Exercise:
Using the entries below, copy out all lines where "slope" is found.

[Saved data entries]

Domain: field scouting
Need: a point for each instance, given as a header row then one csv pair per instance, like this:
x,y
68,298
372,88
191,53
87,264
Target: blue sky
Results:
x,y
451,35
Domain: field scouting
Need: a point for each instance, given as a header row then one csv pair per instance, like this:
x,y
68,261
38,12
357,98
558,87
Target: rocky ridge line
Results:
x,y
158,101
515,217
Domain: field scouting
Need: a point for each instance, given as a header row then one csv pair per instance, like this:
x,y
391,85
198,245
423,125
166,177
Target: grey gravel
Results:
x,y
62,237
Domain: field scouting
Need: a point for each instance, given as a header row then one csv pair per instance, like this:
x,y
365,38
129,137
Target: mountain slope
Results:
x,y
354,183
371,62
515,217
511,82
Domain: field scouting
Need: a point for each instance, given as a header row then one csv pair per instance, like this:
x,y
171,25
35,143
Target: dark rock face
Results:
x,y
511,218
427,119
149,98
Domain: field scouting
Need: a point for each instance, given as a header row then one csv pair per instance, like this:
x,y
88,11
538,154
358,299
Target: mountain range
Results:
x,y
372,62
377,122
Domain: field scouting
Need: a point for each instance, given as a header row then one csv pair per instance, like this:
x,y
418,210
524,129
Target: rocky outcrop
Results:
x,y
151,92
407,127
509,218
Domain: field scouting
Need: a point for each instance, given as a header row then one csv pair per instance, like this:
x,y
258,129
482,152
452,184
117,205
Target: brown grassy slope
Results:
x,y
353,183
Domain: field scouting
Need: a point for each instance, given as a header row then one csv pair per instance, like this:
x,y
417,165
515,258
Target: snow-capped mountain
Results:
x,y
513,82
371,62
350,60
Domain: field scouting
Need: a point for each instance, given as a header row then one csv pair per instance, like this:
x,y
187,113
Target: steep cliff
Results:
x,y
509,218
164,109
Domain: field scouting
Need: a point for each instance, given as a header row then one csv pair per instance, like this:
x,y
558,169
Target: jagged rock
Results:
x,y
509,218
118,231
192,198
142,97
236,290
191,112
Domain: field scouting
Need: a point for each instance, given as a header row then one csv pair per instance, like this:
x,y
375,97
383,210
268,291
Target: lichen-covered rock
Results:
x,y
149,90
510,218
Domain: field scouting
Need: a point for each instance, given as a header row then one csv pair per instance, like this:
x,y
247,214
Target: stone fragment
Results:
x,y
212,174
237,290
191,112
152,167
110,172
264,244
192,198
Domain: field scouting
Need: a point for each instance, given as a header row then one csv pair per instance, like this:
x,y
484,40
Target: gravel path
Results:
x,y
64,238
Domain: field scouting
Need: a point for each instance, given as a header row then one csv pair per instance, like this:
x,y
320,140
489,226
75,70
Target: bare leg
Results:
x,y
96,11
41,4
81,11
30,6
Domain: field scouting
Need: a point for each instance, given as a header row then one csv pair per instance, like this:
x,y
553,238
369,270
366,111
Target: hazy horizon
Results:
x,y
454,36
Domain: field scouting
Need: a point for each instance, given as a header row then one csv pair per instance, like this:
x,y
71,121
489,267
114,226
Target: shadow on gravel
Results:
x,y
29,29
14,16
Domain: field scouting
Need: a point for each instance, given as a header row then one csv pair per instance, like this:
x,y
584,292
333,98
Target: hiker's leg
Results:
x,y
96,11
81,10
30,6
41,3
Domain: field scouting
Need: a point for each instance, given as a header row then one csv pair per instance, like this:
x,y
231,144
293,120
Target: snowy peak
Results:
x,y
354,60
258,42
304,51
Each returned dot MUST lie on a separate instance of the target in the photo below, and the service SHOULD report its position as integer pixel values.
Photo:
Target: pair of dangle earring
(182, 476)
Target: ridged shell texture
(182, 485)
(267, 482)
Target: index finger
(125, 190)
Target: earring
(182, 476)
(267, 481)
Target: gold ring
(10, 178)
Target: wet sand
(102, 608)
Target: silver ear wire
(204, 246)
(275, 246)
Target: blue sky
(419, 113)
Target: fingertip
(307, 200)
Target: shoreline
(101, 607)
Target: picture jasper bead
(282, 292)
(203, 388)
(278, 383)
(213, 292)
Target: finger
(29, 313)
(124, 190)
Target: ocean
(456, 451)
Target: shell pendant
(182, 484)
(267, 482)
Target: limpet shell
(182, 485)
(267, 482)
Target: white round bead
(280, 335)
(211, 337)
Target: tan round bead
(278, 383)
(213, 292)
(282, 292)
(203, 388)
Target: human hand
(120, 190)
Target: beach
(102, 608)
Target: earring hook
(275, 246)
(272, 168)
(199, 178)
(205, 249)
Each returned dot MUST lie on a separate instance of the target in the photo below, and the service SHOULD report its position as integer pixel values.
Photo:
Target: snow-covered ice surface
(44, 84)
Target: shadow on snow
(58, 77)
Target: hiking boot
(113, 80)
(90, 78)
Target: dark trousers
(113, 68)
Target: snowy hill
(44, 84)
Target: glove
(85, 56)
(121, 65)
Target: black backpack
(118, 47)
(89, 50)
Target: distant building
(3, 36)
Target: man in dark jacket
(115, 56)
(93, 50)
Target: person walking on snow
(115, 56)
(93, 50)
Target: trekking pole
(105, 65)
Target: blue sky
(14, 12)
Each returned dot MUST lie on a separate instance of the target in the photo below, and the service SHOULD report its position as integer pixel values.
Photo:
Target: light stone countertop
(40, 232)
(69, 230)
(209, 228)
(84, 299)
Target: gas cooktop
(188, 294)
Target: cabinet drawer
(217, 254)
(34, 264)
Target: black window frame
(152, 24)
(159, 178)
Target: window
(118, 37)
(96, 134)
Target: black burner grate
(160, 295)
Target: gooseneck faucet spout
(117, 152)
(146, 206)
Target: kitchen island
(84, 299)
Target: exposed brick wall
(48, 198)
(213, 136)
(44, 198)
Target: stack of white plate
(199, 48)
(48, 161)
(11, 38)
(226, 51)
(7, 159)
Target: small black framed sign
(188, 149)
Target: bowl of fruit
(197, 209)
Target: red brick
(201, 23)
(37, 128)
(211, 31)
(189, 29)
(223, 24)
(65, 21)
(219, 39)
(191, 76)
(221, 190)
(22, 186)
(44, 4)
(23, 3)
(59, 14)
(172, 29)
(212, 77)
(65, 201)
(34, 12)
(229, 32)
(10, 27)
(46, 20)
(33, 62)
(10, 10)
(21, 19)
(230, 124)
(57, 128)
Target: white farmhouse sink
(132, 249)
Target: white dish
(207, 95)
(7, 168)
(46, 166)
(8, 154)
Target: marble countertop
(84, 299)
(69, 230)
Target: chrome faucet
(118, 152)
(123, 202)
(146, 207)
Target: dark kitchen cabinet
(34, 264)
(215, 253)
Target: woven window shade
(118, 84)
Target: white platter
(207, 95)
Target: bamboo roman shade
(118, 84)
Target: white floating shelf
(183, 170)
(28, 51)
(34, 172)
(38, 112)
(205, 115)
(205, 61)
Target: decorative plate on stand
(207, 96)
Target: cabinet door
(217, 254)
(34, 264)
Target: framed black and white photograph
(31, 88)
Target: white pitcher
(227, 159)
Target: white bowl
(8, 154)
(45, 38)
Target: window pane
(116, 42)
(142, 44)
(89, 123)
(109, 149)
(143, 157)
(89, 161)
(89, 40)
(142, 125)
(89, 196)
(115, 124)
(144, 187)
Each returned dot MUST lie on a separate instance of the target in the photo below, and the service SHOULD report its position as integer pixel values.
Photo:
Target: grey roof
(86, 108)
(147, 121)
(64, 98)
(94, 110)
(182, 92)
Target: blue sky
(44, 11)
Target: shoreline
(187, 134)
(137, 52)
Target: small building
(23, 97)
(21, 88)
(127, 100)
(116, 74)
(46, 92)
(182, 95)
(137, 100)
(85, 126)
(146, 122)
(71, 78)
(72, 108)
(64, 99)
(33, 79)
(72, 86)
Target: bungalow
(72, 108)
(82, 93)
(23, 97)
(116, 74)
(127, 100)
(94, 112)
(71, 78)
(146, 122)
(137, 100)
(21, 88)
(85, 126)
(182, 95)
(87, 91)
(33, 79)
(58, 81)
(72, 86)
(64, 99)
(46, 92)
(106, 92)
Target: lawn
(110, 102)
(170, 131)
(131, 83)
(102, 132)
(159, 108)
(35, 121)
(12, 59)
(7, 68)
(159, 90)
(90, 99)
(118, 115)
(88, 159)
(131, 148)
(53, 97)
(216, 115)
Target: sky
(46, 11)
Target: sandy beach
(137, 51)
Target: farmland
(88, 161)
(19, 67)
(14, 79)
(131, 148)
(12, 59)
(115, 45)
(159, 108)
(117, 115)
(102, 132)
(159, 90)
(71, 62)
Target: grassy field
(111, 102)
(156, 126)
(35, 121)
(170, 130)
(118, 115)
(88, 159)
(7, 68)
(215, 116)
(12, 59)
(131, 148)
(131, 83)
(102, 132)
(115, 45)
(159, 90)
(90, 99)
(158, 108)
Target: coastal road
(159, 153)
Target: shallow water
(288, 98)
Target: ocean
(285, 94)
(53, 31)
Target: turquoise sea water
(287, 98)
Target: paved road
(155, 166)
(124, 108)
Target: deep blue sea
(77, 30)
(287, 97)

Result:
Target: mountain slope
Target: brown grassy slope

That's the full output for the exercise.